GESTELLTE AUFGABEN
1. Fasse die Filmkritik in zwei Sätzen zusammen.
2. Bitte prüfe, ob die folgenden Aussagen mit der Filmkritik übereinstimmen, und belege jedes Ja oder Nein mit den entscheidenden Worten daraus: (a) Isabelle Huppert wurde in Venedig mit dem Spezialpreis der Jury ausgezeichnet. (b) Der Film spielt am Ende des 19. Jahrhunderts. (c) Das Paar empfängt regelmäßig Gäste.

AUSZUG ZUM LESEN
===

| Bestialisches Bürgertum 
	      Der französische Regisseur Patrice Chéreau inszeniert in seinem
	      neuen Film Gabrielle. Liebe meines Lebens die Ehe als emotionales
	      Gefecht und schafft ein Meisterwerk
	       
	      Isabelle Huppert, die auf dem Filmfestival in Venedig im letzten Jahr für
	      ihre Darstellung mit dem Spezialpreis der Jury ausgezeichnet wurde, und Pascal
	      Greggory (Wer mich liebt, nimmt den Zug) spielen das einander
	      vertraute, aber innerlich fremde Paar am Anfang des 20. Jahrhunderts, am
	      Ende der Belle Epoque. Die beiden führen ein nach außen offenes
	      Haus. Sie empfangen regelmäßig Gäste zu festlichen
	      Abendveranstaltungen, schließen sich selbst aber, wenn die Besucher
	      den Salon verlassen haben, zwischen glatten Marmorsäulen und griechischen
	      Skulpturen wie in ein unterkühltes Grabmal ein, durch das Hausmädchen
	      wie eine Schar emsiger Geister huschen, einzig dazu da, um ihren Herrschaften
	      zu Diensten zu sein.

===

GESPEICHERTE DATEN

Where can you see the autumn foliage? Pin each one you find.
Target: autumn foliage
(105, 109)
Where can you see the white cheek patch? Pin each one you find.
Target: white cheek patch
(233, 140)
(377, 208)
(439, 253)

===

LÖSUNGEN JE AUFGABE
1. Patrice Chéreau inszeniert in seinem Film „Gabrielle. Liebe meines Lebens“ die Ehe als emotionales Gefecht, wobei Isabelle Huppert und Pascal Greggory ein einander vertrautes, aber innerlich fremdes Paar am Ende der Belle Epoque spielen. Das Paar empfängt regelmäßig Gäste zu festlichen Abenden, schließt sich danach aber zwischen Marmorsäulen und Skulpturen wie in ein unterkühltes Grabmal ein, in dem Hausmädchen ihm zu Diensten sind.

2.
(a) Ja: „auf dem Filmfestival in Venedig im letzten Jahr für ihre Darstellung mit dem Spezialpreis der Jury ausgezeichnet wurde“
(b) Nein: „am Anfang des 20. Jahrhunderts“
(c) Ja: „Sie empfangen regelmäßig Gäste zu festlichen Abendveranstaltungen“